Given records:
____________
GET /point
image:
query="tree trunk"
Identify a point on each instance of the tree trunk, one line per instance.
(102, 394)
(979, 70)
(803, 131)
____________
Objective: Please copy each of the items above line for line, without changing anything.

Exercise answer:
GET /point
image:
query="tree trunk"
Identify a point on each instance of the tree trunk, one line per instance.
(102, 394)
(979, 70)
(803, 131)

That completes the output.